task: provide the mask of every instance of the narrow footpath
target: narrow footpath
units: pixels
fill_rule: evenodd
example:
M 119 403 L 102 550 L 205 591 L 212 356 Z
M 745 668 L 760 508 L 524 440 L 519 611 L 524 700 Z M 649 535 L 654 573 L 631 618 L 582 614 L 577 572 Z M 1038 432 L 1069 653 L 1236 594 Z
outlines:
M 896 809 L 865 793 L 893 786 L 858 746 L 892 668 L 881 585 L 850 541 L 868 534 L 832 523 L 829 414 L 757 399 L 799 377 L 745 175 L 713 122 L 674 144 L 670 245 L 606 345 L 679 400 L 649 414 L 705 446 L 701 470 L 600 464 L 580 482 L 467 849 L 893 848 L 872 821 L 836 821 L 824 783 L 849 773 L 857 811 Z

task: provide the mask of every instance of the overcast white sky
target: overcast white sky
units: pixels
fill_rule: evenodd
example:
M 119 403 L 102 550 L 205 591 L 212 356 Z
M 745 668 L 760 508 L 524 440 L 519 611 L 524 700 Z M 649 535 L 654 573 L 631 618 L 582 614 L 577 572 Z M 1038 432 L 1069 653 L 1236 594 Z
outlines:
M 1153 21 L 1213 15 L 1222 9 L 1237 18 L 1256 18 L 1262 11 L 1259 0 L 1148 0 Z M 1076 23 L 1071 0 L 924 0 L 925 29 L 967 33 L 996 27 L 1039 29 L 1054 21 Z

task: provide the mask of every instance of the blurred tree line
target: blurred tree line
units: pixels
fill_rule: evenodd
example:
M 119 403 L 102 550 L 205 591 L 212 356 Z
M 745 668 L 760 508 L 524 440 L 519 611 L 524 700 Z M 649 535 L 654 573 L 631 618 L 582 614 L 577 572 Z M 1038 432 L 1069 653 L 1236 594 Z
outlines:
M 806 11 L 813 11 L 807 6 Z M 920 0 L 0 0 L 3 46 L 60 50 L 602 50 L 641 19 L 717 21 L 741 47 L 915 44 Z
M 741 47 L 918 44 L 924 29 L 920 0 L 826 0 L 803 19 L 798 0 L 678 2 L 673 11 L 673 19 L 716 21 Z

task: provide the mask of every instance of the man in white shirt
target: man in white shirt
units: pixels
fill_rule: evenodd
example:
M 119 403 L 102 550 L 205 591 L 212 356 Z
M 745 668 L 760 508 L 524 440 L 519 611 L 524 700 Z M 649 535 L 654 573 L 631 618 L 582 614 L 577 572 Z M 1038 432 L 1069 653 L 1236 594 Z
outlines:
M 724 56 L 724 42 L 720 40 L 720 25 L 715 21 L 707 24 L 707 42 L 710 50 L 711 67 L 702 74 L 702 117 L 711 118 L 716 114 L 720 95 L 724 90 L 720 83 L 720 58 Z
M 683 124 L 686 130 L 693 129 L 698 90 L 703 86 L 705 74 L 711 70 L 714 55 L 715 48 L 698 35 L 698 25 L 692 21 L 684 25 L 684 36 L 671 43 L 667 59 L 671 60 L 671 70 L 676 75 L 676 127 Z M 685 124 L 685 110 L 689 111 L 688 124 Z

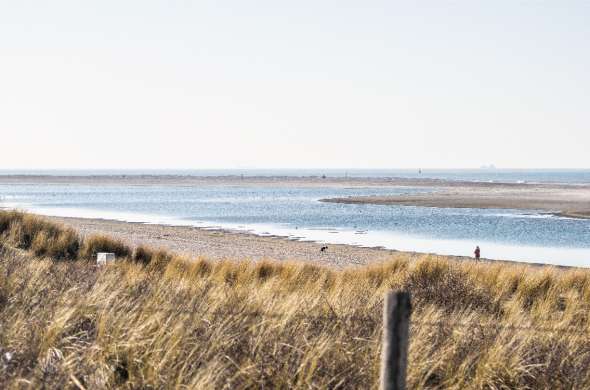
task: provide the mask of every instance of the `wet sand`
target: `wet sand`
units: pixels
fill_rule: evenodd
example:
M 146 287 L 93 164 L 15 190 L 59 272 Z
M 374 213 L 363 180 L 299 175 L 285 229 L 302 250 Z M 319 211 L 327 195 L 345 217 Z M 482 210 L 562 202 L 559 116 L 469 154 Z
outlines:
M 463 184 L 446 186 L 442 183 L 437 191 L 430 193 L 330 198 L 322 199 L 322 201 L 422 207 L 522 209 L 572 218 L 590 218 L 590 186 L 588 185 Z

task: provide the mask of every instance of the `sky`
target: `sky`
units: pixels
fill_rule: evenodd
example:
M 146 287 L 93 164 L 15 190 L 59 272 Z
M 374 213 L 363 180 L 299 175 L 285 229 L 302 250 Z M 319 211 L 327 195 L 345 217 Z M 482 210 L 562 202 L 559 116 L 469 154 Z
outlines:
M 0 169 L 590 168 L 590 1 L 4 1 Z

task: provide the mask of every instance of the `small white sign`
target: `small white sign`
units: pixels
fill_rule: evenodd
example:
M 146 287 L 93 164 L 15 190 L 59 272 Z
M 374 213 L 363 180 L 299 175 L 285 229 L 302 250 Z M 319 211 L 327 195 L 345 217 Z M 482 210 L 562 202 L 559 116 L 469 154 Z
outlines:
M 114 253 L 99 252 L 96 254 L 96 264 L 98 265 L 114 262 L 115 259 L 116 257 Z

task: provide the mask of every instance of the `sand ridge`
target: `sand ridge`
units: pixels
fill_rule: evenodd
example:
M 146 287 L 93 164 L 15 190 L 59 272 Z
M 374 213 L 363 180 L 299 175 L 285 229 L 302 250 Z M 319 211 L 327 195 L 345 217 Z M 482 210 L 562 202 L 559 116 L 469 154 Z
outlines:
M 586 185 L 463 185 L 411 195 L 357 196 L 322 199 L 347 204 L 446 208 L 535 210 L 557 216 L 590 218 L 590 186 Z

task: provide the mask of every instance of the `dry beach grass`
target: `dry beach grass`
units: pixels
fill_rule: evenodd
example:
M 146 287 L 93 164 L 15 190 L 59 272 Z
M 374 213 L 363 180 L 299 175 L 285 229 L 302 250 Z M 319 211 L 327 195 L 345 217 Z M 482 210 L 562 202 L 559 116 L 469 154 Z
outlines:
M 9 212 L 0 236 L 0 388 L 375 388 L 389 289 L 410 388 L 590 387 L 587 270 L 188 260 Z

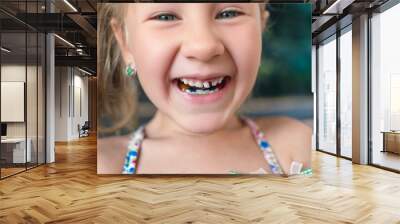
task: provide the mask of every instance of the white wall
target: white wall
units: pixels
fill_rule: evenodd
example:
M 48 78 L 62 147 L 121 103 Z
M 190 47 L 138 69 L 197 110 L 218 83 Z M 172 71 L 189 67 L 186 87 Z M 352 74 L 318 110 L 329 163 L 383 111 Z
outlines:
M 76 72 L 77 70 L 75 70 Z M 89 99 L 89 94 L 88 94 L 88 77 L 82 77 L 79 73 L 79 75 L 74 75 L 74 108 L 73 110 L 75 113 L 73 113 L 74 117 L 72 119 L 72 135 L 73 136 L 78 136 L 78 129 L 77 126 L 80 124 L 81 126 L 85 123 L 85 121 L 88 121 L 89 118 L 89 111 L 88 111 L 88 99 Z M 81 107 L 81 108 L 80 108 Z M 80 111 L 81 110 L 81 111 Z
M 55 141 L 68 140 L 69 68 L 55 68 Z
M 76 68 L 56 67 L 55 141 L 79 138 L 78 124 L 88 120 L 88 78 L 83 75 Z
M 1 65 L 1 81 L 6 82 L 25 82 L 25 65 L 8 64 Z M 29 71 L 30 69 L 28 69 Z M 1 108 L 7 110 L 7 108 Z M 25 122 L 7 123 L 7 137 L 25 137 Z
M 26 74 L 27 71 L 27 74 Z M 3 82 L 25 82 L 25 76 L 31 77 L 36 76 L 36 66 L 27 66 L 25 65 L 17 65 L 17 64 L 5 64 L 1 66 L 1 81 Z M 36 81 L 29 80 L 29 84 L 36 85 Z M 36 89 L 27 88 L 27 103 L 31 103 L 36 99 Z M 29 105 L 28 105 L 29 106 Z M 36 108 L 36 104 L 30 105 Z M 40 105 L 39 105 L 40 106 Z M 22 108 L 24 109 L 24 108 Z M 7 108 L 1 108 L 1 110 L 7 110 Z M 32 109 L 31 109 L 32 110 Z M 30 112 L 30 111 L 29 111 Z M 28 122 L 35 121 L 36 123 L 36 113 L 28 113 L 27 114 Z M 25 137 L 25 124 L 26 122 L 7 122 L 7 136 L 8 137 Z M 30 123 L 28 124 L 28 129 L 33 127 Z M 36 125 L 33 127 L 36 130 Z M 29 133 L 28 130 L 28 137 Z
M 7 123 L 7 137 L 9 138 L 24 138 L 25 135 L 29 139 L 31 149 L 31 155 L 33 162 L 39 159 L 39 163 L 44 163 L 45 159 L 45 139 L 44 139 L 44 74 L 42 72 L 41 66 L 32 66 L 25 64 L 3 64 L 1 66 L 1 81 L 2 87 L 3 82 L 20 82 L 25 83 L 26 99 L 22 96 L 19 102 L 20 106 L 18 108 L 13 108 L 13 106 L 5 106 L 4 101 L 2 101 L 2 114 L 3 113 L 21 113 L 22 121 L 17 122 L 6 122 Z M 27 80 L 25 80 L 27 79 Z M 16 87 L 14 87 L 16 88 Z M 24 94 L 24 86 L 22 89 L 18 90 L 20 94 Z M 2 88 L 2 99 L 7 98 L 7 92 Z M 10 93 L 8 93 L 10 94 Z M 15 101 L 10 102 L 10 104 L 17 104 Z M 26 103 L 26 105 L 25 105 Z M 14 110 L 14 111 L 13 111 Z M 25 114 L 26 113 L 26 120 Z M 3 118 L 2 118 L 3 120 Z

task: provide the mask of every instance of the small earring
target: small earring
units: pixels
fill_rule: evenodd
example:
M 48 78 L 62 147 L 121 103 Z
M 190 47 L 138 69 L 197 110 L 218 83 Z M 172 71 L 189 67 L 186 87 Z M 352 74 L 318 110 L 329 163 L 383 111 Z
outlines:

• _YOUR OBJECTIVE_:
Copy the lines of the entries above that mention "sign".

• _SOLUTION FOR THIS PROBLEM_:
task: provide the mask of every instance of the `small white sign`
target: `small white sign`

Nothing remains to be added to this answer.